◆ **Supplied text**:
+===+

Open Access News

News from the open access movement


Tuesday, October 28, 2008

Happy birthday, PLoS Biology

Theodora Bloom and eight co-authors, PLoS Biology at 5: The Future Is Open Access, PLoS Biology, October 28, 2008.  Excerpt:

On the 13th of October in 2003, with the first issue of PLoS Biology, the Public Library of Science realized its transformation from a grassroots organization of scientists to a publisher. Our fledgling website received over a million hits within its first hour, and major international newspapers and news outlets ran stories about the journal, about science communication in general, and about our founders —working scientists who had the temerity to take on the traditional publishing world and who pledged to lead a revolution in scholarly communication....Not all of the reactions were positive, of course, especially from those in the scientific publishing sector with a vested interest in maintaining the subscription-based system of journal publishing. But thanks in no small part to the efforts of the founders —Pat Brown, Mike Eisen, and Harold Varmus— and an editorial team that included a former editor of Cell and several from Nature, our call for scientists to join the open-access revolution...did not go unheeded. Five years on, the publishing landscape has changed radically. How much have PLoS Biology and PLoS contributed to that change and what might the future hold for us and for publishing?

PLoS Biology is the flagship journal that gave PLoS its initial credibility as a publisher....

The past five years have seen fundamental changes in the publishing infrastructure....

It is not possible to measure PLoS Biology's or even PLoS's contribution to all this change. We are now a small part of a much larger movement....

The next challenge—for PLoS Biology, for PLoS and for all open-access publishers—is to demonstrate the utility of open access in advancing science beyond what can be gained from just making the information publicly available to read. The biggest misconception about open access is that it's only about putting online what was in print and removing any toll for access. It's not: it's about having the freedom to reuse that material without restriction....Open-access publishing is therefore a crucial catalyst for a genuine shift in the way we use and mine the literature and integrate it with databases and other means of scientific communication....

+===+

◆ **Material shown**:
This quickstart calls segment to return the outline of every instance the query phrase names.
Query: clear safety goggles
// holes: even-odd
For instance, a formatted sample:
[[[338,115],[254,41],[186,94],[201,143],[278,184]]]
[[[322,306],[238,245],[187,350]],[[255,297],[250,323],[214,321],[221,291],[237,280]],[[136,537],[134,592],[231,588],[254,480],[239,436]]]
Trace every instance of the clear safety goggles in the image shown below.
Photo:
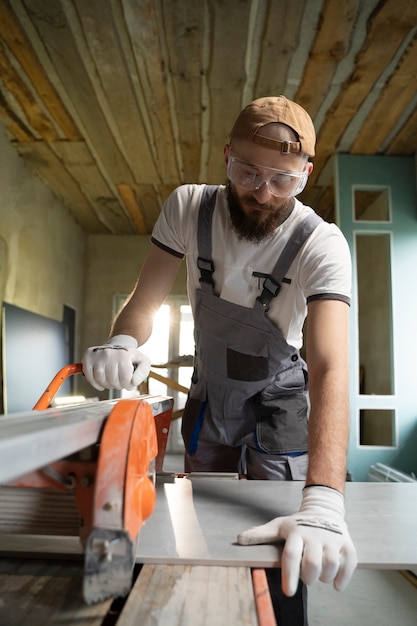
[[[287,172],[274,167],[255,165],[231,156],[227,162],[227,177],[237,187],[254,191],[266,185],[273,196],[289,198],[302,192],[308,174],[305,171]]]

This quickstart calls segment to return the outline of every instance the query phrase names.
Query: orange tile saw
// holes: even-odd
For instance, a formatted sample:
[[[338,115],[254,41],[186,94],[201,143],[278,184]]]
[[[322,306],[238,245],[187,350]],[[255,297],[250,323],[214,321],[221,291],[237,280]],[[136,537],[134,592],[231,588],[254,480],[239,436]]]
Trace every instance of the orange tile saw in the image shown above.
[[[140,396],[50,408],[60,370],[31,412],[0,421],[0,482],[71,492],[84,548],[88,604],[125,596],[132,585],[140,529],[155,506],[173,400]],[[88,454],[86,454],[88,452]]]

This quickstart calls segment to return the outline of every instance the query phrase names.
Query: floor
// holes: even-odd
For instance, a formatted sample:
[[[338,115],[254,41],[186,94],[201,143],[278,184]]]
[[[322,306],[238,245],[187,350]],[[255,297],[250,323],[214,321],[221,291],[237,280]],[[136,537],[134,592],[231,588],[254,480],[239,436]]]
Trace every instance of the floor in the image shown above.
[[[165,457],[164,470],[183,471],[182,455]],[[349,587],[309,587],[309,626],[417,626],[417,587],[400,572],[356,570]]]

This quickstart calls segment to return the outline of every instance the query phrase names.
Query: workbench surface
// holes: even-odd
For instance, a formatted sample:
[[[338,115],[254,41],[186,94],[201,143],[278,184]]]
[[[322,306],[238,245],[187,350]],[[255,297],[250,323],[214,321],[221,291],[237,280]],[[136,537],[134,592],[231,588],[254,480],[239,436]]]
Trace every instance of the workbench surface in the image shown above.
[[[298,510],[303,484],[214,477],[157,487],[157,505],[139,537],[137,561],[271,567],[280,546],[239,546],[242,530]],[[417,565],[417,483],[347,483],[346,520],[359,567]]]

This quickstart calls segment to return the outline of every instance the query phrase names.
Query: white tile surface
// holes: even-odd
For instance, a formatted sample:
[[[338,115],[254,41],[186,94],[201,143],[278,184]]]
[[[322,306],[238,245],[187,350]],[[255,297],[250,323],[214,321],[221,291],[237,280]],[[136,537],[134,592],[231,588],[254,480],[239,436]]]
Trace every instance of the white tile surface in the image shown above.
[[[156,509],[140,532],[137,561],[277,566],[278,545],[239,546],[235,539],[245,528],[298,510],[302,487],[214,477],[159,485]],[[417,483],[348,483],[346,519],[359,567],[417,564]]]

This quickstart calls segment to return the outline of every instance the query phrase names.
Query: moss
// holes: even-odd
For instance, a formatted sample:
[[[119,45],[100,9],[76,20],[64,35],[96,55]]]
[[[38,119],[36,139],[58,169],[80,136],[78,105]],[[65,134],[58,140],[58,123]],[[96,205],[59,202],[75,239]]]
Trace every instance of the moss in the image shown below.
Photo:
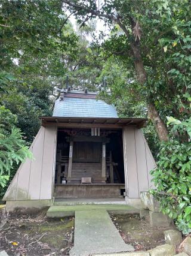
[[[74,224],[74,219],[66,218],[61,221],[60,219],[51,219],[44,224],[25,222],[24,225],[20,227],[20,228],[24,231],[24,233],[27,233],[30,237],[34,237],[36,234],[40,236],[46,233],[40,242],[48,243],[51,248],[60,249],[68,246],[67,236],[68,233],[70,233]]]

+===+

Pick up the post on PLoS Biology's fifth anniversary where its final sentence leaves off, and continue it in the same voice.

As for the journal itself, PLoS Biology's key goal remains essentially the same as it was for our first issue; to attract and publish outstanding papers in the broad field of biology. Our founders laid it out in their 2003 editorial. “With all that is at stake in the choice of a journal in which to publish—career advancement, grant support, attracting good students and fellows—scientists who believe in the principle of open access and wish to support it are confronted with a difficult dilemma.” This challenge remains the case today because most open-access journals —even PLoS Biology— are still new and lack the prestige of established toll-access journals...And, as Peter Suber notes, “it will take time for OA journals to earn prestige in proportion to their quality” ....

Those of us who have taken part in the open-access scientific revolution can feel proud: open access has come far. But we must not be complacent. Most scientific publications still remain behind a subscription or other access barrier. For those who have not yet taken part, there is still time to help change the system. Commit to making your research-related publications open access by publishing in open-access journals and archiving your existing papers in publicly available digital repositories. It is not just the future —but your future— that is open access.